Фрагмент:
--------------------------------
Для меня Москва всегда была городом, к которому я стремился. Потому что Россия — особая страна, а Москва — ее столица, ее сердце. Я никогда не думал о том, что здесь страшно, плохо, я думал о другом — о том, что это страна истинной веры. Если бы я не был священником, мне было бы, возможно, тяжело здесь, но поскольку я священник, я не представляю себе такого — чтоб я в каком-то другом месте жил. Россия — это мой дом. А приход нашего храма — это моя семья. Самые близкие для меня люди.
— Россия дала Вам что-то такое, чего Запад не дал бы?
— Это очень личный на самом деле вопрос, очень интимный, я, может быть, и об этом отказался бы говорить, но если это во благо другим, если это действительно нужно читателям вашего журнала — я готов сказать... Я православный священник, и мне необходимо, для меня спасительно принимать исповеди русских людей. Потому что такой искренности раскаяния нигде больше не найдешь — только в России. Русские прихожане — это люди, которые понимают, насколько они близки к Богу и насколько они согрешают. И я учусь у своих прихожан, конечно. Каждый священник должен учиться у прихожан. Как в семье — умный отец всегда учится у своих детей. А мои прихожане меня учат и тому, как любить, и как каяться, и как быть гостеприимным. И многому другому.
— А Вы сразу стали понимать своих прихожан или это пришло с опытом жизни в России? Не создавала ли Ваша «иностранность» проблем в отношениях с паствой?
— Я достаточно давно в России, и — трудно ли мне было, не трудно ли — я понял уже, что такое русский человек. Я не горжусь этим, нет. В этом нет ничего удивительного. Это естественно.
— И все-таки Вы — человек из гораздо более благополучной страны. Жить в Америке гораздо легче…
— Вы так думаете?
— А разве не так?
— Человек, значащий для меня очень много, очень много для меня сделавший — отец Иоанн Крестьянкин,— говорил, что в России легко спасаться. Потому что здесь именно требуется терпение, смирение. Именно здесь — в метро, на улице — я чувствую, должен как бы уменьшаться в размерах… Чтобы другой увеличивался. Хотя, с другой стороны, спасение не зависит от внешних условий. Можно спастись в Сан-Франциско, в Саратове, где угодно… А можно погибнуть на Афоне.
— Значит, судьба России — это Ваша судьба?
— Нет. Я знаю, что не могу на такое претендовать, не имею права. Россия — это огромная духовная величина, это земля, в которую сотни тысяч мучеников легли. Мы не должны забывать: когда мы просто ходим по этой земле — мы ходим по антиминсу. Мы с вами, к сожалению, легко к этому относимся. Легко об этом забываем. А мы должны помнить, что они жизнь свою отдали ради нашего спасения. Где страдания — там и благодать. Может быть, еще и поэтому Россия — особое место. Вы прошли через такое страдание — и сохранили веру во Христа…
— Сохранили веру? Много ли было сохранивших веру — после революции и во все советские годы?
— У Спасителя нашего было всего двенадцать апостолов. Дело не в количестве.
— Вам не страшно за завтрашний день России?
— Отец Иоанн учил меня так: не переживай бесконечно того, что было вчера, потому что прошлого не изменишь. В прошлом надо каяться, но не переживать его бесконечно. И о завтрашнем дне не надо думать, потому что неизвестно, доживешь ли. Перед Богом ты отвечаешь за свой сегодняшний день.
--------------------------------
Исходные данные:
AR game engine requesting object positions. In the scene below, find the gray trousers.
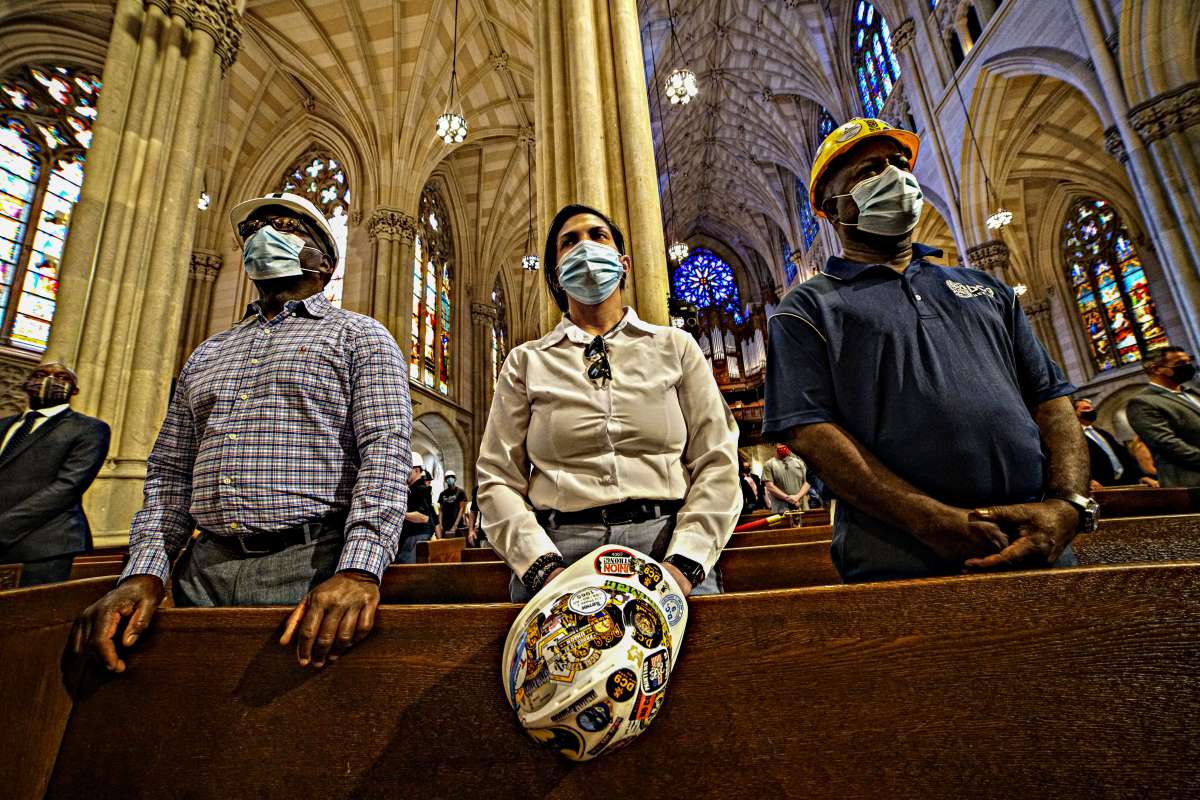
--------------------------------
Короткое упражнение A: Соответствуют ли интервью со священником утверждения (i) «Отец Иоанн Крестьянкин говорил, что в России трудно спасаться», (ii) «По словам священника, у Спасителя было двенадцать апостолов» и (iii) «Священник считает судьбу России своей судьбой»? На каждое ответьте «да» или «нет» и приведите точную цитату, которая это решает.
Короткое упражнение B: Продолжите интервью со священником после последней реплики.
Материал для этой работы не нужен.

Результат задания A:
(i) Нет: «говорил, что в России легко спасаться».
(ii) Да: «У Спасителя нашего было всего двенадцать апостолов».
(iii) Нет: «Нет. Я знаю, что не могу на такое претендовать, не имею права».

Результат задания B:
— На кого опирается сегодня Американская автокефальная Церковь: на выходцев из традиционно православных стран или на коренных американцев, принявших Православие?
— Ее лицо меняется на глазах. Я молодой еще человек, но я уже могу сказать, что Церкви моего детства больше нет. Тогда почти у каждого прихожанина была или славянская фамилия, или какие-то славянские корни, как у меня. А сегодня большинство священнослужителей и прихожан — это неофиты, выходцы из других конфессий. Если мы воспринимали православный храм как отчий дом, как что-то унаследованное от предков, то нынешние наши прихожане входят в Православие как в совершенно новый для них мир. Это не плохо, это хорошо. Но это совсем другое. У коренного американца другая психология, другой мир. Но если он принимает Православие — это лишний раз доказывает: наша вера выше национальных различий и не определяется национальной психологией. Мы должны быть гибкими, чтобы реагировать на изменения.
— Православный человек не принимает, не может принять многого, происходящего сегодня на Западе. Например, оправдания и активной пропаганды содомского греха. Или эвтаназии. Православный человек — это человек иных убеждений, не тех, что у нерелигиозного западного человека. Но имеет ли он голос в современном мире, услышит ли его кто-нибудь, кроме собратьев по вере?
— К сожалению, нет, потому что у нас нет единства. Его нет, для начала, на американском континенте — среди православных юрисдикций США. Мы, чада Американской автокефальной Церкви, уповаем на единство, но есть другие, для них важнее единство национальное. Можно даже сказать, что Церковь для них — это нечто вспомогательное, она помогает им остаться греками, или румынами, или сербами. Если бы в Америке была только одна Православная Церковь, картина была бы иной. Но сегодня живущий в Америке грек идет в свою греческую церковь, а румын — в румынскую. И у каждой из этих Церквей свое мнение и свой настрой.
— Но разве все эти Церкви не объединены Православием? Разве нет такого понятия: «православный мир»?
— К сожалению, такого понятия нет. Нет полного понимания и поэтому нет единства православных народов. Это главная беда Православия сегодня, и это особенно хорошо видно, когда возникают конфликты между народами. Мы будем за это отвечать перед Богом. Мы найдем, о чем поспорить, но вот радоваться вместе мы разучились. Слава Богу, что у Русской Православной Церкви есть сегодня такой Патриарх, как Святейший Кирилл. Это очень умный человек, и он умеет разговаривать с другими. Я надеюсь, что, благодаря ему, мы будем двигаться к единству, которое так нам необходимо.